→ **TASK GOAL**: Tally how many lines in the records below contain the string "plant". Reply with the number alone.
## begin RECORDS TO USE
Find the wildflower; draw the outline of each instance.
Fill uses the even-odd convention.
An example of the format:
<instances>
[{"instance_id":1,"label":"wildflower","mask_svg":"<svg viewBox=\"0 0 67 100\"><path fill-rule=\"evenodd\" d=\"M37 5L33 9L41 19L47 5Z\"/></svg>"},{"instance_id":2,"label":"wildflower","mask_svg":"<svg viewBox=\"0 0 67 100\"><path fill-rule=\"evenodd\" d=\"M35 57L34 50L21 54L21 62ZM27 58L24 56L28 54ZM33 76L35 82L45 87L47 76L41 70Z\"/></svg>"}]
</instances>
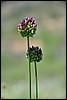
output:
<instances>
[{"instance_id":1,"label":"wildflower","mask_svg":"<svg viewBox=\"0 0 67 100\"><path fill-rule=\"evenodd\" d=\"M40 62L42 60L42 50L41 48L39 48L38 46L34 47L30 47L30 61L31 62ZM26 57L28 58L28 50L26 53Z\"/></svg>"},{"instance_id":2,"label":"wildflower","mask_svg":"<svg viewBox=\"0 0 67 100\"><path fill-rule=\"evenodd\" d=\"M18 24L18 33L21 34L22 37L33 37L36 34L37 23L33 17L28 16L26 19L23 19L20 24Z\"/></svg>"}]
</instances>

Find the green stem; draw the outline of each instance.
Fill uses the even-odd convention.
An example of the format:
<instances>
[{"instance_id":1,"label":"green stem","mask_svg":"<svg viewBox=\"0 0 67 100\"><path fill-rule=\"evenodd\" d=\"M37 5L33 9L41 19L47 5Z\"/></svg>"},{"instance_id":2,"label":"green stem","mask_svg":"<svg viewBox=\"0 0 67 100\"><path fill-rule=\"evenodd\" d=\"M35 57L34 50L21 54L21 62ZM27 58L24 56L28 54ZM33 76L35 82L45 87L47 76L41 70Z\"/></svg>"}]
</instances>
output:
<instances>
[{"instance_id":1,"label":"green stem","mask_svg":"<svg viewBox=\"0 0 67 100\"><path fill-rule=\"evenodd\" d=\"M29 62L29 92L31 99L31 63L30 63L29 37L27 37L27 42L28 42L28 62Z\"/></svg>"},{"instance_id":2,"label":"green stem","mask_svg":"<svg viewBox=\"0 0 67 100\"><path fill-rule=\"evenodd\" d=\"M36 78L36 99L38 99L38 75L37 75L37 67L36 67L36 62L34 62L35 64L35 78Z\"/></svg>"}]
</instances>

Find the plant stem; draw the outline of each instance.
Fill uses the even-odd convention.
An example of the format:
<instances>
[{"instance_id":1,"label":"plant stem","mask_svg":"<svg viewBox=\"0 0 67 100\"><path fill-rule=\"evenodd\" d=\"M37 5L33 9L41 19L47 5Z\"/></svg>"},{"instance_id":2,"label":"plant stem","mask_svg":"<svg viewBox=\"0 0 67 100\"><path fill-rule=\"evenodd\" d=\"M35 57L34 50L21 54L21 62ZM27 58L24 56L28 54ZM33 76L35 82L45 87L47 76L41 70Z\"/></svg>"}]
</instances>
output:
<instances>
[{"instance_id":1,"label":"plant stem","mask_svg":"<svg viewBox=\"0 0 67 100\"><path fill-rule=\"evenodd\" d=\"M28 42L28 62L29 62L29 93L31 99L31 63L30 63L30 50L29 50L29 36L27 37Z\"/></svg>"},{"instance_id":2,"label":"plant stem","mask_svg":"<svg viewBox=\"0 0 67 100\"><path fill-rule=\"evenodd\" d=\"M37 75L37 67L36 67L36 62L35 64L35 78L36 78L36 99L38 99L38 75Z\"/></svg>"}]
</instances>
## end RECORDS TO USE
→ **SOLUTION TO THIS EXERCISE**: 3